PROMPT:
Beneath this line is the data. Output exactly the lines from the line with "out the curly" to the line with "out the woman's", both ends included, and nothing more.

━━━━━ SOURCE RECORDS

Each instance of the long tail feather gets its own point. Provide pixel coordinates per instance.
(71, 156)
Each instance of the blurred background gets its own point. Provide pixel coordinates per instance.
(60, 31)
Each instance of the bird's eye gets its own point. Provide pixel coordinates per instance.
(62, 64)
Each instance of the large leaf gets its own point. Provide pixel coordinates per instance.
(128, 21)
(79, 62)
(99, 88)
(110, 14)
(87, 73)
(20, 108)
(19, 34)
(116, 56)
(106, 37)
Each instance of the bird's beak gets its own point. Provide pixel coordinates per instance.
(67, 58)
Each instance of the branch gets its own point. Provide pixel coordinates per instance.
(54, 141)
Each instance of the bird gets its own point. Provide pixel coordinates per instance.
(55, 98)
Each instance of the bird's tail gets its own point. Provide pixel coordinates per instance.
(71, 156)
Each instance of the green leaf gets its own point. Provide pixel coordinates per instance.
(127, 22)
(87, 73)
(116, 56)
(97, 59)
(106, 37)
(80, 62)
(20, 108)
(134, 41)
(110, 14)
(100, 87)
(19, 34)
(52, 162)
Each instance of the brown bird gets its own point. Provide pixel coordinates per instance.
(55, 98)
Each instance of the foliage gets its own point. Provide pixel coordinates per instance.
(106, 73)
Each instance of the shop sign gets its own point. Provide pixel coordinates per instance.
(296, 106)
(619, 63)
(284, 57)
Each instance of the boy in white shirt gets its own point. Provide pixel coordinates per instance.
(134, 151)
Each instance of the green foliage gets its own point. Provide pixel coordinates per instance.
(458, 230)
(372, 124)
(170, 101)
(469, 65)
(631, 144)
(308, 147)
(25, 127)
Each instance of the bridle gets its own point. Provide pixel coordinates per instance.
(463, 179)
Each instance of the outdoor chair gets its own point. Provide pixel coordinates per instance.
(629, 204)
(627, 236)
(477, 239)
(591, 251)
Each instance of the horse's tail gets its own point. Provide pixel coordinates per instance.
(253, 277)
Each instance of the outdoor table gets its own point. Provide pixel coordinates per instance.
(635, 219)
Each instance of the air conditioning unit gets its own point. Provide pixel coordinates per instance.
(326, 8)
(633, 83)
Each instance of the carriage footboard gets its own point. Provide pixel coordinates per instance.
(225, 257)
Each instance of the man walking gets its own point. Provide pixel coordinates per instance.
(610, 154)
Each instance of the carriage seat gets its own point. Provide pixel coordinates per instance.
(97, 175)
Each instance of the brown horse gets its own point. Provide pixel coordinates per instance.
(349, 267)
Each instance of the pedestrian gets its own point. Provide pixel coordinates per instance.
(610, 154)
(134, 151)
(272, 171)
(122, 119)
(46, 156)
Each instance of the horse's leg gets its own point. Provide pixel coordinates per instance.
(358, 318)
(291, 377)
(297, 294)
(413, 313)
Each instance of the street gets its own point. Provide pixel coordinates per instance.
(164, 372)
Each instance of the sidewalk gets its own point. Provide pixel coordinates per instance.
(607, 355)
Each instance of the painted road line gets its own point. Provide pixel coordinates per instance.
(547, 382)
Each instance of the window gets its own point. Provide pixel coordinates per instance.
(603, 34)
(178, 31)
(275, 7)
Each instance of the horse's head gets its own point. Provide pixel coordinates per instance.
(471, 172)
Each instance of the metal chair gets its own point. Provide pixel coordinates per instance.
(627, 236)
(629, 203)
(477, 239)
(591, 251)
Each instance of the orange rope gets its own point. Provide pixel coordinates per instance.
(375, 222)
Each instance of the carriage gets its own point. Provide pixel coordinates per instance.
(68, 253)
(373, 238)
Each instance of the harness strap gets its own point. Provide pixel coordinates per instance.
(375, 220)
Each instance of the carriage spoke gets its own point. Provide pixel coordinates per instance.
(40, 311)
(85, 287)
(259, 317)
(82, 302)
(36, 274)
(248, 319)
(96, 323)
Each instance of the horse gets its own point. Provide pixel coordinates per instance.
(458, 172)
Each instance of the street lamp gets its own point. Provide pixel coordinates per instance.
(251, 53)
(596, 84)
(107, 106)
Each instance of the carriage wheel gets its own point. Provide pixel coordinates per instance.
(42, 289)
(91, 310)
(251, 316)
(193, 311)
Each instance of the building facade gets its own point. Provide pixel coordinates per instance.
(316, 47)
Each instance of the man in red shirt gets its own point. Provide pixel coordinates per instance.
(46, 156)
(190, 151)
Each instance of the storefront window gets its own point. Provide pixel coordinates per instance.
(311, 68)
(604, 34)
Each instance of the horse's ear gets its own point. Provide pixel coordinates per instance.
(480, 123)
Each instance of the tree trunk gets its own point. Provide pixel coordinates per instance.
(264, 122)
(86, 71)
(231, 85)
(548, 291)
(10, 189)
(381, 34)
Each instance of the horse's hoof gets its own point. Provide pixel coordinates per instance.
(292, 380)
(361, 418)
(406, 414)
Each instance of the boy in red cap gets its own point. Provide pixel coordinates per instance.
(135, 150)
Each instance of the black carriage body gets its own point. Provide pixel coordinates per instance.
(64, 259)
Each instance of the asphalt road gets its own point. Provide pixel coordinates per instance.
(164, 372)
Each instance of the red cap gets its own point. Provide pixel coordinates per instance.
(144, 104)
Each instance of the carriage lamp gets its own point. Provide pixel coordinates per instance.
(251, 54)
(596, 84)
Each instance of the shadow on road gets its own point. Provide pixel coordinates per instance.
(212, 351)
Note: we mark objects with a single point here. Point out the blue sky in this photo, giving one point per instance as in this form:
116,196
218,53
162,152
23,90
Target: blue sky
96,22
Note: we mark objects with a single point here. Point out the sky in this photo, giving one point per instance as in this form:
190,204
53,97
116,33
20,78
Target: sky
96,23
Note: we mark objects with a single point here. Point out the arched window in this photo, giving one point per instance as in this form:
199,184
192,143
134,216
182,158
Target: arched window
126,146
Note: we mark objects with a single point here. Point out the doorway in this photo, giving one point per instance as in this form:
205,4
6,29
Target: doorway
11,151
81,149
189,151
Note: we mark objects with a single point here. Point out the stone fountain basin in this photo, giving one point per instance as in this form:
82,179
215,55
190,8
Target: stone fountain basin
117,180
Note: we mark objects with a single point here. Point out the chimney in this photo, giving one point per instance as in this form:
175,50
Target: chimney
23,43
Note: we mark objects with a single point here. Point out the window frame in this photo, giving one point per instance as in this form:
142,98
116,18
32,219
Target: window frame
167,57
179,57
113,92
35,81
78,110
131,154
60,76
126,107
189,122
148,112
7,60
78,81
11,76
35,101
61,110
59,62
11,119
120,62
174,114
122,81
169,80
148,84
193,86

━━━━━━━━━━
━━━━━ SOURCE RECORDS

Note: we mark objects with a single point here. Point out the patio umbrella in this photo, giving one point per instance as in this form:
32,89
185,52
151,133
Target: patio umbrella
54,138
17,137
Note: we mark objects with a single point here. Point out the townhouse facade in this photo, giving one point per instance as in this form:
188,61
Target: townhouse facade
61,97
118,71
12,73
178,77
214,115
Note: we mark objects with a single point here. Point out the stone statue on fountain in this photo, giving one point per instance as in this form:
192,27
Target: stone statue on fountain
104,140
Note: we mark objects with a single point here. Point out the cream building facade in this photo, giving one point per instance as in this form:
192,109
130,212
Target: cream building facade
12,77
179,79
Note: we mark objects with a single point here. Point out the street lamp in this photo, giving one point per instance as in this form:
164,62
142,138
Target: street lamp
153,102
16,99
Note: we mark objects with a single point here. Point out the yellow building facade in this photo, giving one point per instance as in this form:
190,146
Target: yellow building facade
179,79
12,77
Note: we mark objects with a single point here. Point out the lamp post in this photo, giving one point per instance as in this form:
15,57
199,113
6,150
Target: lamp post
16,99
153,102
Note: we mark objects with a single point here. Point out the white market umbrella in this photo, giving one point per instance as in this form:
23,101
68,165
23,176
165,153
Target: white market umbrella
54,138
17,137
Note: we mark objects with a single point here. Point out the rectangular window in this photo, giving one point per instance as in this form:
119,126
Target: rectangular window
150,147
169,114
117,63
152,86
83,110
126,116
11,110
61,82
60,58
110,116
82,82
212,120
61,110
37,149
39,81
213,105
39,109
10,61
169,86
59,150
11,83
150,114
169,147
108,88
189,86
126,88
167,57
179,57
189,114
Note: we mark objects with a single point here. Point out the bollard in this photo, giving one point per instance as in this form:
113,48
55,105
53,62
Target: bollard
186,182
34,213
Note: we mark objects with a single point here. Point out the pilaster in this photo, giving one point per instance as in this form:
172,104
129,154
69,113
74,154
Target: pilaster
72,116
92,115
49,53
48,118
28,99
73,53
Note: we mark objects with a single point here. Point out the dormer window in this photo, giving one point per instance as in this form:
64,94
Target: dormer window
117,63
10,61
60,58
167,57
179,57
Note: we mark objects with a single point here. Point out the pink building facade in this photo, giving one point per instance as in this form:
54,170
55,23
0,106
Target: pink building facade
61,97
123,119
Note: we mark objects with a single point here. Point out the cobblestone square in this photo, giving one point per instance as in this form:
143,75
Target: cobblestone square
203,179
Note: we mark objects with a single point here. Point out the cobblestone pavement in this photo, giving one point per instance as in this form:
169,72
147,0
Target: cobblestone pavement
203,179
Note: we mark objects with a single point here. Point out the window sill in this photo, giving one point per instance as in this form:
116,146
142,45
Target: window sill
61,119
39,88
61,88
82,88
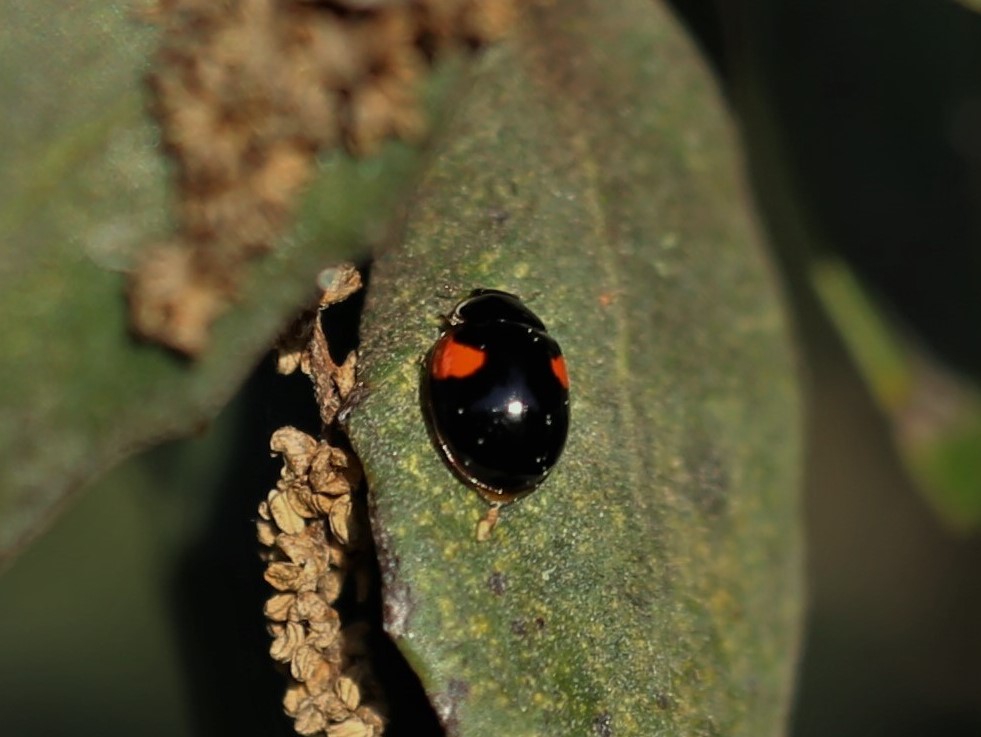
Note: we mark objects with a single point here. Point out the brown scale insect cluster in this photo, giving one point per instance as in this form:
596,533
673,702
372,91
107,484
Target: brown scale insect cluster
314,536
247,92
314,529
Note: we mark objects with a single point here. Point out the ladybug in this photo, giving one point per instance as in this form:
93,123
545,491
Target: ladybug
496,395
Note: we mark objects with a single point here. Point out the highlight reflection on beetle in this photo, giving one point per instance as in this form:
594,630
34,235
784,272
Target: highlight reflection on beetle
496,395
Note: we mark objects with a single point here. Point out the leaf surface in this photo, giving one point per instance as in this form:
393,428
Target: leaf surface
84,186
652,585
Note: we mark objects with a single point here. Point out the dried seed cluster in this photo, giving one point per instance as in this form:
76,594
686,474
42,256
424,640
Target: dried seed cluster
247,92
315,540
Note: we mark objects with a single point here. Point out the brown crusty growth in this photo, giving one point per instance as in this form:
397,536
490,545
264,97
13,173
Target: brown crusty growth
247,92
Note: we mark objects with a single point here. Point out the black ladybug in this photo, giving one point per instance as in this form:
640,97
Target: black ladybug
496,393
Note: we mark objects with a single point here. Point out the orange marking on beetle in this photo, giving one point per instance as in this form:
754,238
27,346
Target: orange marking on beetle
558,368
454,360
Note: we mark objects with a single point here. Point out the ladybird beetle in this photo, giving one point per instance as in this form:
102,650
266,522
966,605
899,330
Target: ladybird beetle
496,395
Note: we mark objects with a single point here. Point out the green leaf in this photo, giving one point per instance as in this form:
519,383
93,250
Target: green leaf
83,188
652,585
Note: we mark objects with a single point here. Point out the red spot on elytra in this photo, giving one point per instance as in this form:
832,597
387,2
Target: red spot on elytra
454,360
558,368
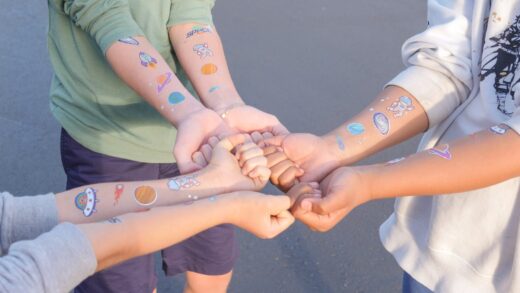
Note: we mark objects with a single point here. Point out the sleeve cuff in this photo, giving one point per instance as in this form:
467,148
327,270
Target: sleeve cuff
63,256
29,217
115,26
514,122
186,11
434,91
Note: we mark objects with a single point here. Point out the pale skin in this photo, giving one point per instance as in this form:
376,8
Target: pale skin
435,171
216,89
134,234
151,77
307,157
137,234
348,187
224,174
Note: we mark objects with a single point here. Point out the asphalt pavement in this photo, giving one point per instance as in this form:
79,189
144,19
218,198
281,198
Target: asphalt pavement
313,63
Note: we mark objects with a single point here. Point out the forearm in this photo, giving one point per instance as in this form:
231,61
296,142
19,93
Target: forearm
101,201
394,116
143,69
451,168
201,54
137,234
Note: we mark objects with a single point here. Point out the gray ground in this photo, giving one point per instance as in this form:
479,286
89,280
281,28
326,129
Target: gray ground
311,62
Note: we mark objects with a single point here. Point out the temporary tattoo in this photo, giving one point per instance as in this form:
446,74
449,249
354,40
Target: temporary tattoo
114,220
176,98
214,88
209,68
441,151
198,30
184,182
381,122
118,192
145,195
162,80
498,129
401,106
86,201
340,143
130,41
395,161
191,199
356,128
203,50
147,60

━━━━━━━━━━
━━━━━ SOURCE RECORDS

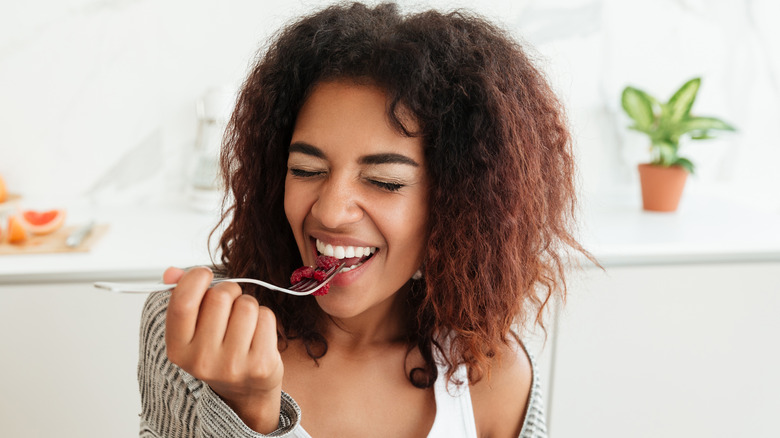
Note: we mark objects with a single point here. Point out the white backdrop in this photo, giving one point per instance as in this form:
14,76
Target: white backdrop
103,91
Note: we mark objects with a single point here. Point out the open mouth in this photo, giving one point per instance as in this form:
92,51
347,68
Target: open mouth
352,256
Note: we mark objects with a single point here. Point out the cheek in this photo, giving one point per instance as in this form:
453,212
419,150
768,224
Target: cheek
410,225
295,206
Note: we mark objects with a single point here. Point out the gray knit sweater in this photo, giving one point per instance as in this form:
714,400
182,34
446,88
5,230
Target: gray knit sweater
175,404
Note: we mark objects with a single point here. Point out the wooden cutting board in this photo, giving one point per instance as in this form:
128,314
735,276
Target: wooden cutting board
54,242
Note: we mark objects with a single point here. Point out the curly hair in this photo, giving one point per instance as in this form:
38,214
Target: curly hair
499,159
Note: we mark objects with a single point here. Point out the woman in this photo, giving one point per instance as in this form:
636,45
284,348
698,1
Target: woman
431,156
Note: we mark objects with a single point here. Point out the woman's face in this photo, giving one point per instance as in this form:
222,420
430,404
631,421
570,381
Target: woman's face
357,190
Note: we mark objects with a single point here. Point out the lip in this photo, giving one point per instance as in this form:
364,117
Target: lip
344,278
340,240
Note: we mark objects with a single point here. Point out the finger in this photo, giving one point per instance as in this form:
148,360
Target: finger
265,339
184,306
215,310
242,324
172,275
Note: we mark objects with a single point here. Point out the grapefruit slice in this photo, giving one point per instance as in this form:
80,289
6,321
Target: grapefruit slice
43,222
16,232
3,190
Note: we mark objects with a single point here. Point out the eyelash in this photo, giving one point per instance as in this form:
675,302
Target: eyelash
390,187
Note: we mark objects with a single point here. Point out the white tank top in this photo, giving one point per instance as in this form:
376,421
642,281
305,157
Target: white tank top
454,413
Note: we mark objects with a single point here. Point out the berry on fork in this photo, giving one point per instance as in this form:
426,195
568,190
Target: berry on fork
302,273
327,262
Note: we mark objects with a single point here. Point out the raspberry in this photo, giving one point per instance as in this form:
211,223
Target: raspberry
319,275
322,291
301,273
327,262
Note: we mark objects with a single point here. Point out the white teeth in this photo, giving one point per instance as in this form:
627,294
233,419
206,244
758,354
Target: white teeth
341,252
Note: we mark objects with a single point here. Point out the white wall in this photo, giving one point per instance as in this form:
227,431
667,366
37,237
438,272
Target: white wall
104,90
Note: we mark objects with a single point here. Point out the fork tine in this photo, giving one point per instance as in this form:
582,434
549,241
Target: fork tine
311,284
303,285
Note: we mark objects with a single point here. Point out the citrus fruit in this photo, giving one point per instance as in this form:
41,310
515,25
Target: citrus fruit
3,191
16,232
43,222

━━━━━━━━━━

REPLY TO THE EXERCISE:
Note: we mark objects with a single point here. Point out the curly hair in this photo, giving one point per instance as in this form:
38,214
Target: curly hair
499,159
Note: we mark objects with a single point here. Point out the woman in this photo, giving one point per instance as in this form:
636,45
284,348
698,1
Target: woman
431,156
Note: we mark objects with a single point here. Point out the woman's face in this photo, giving one point per instance as in this form:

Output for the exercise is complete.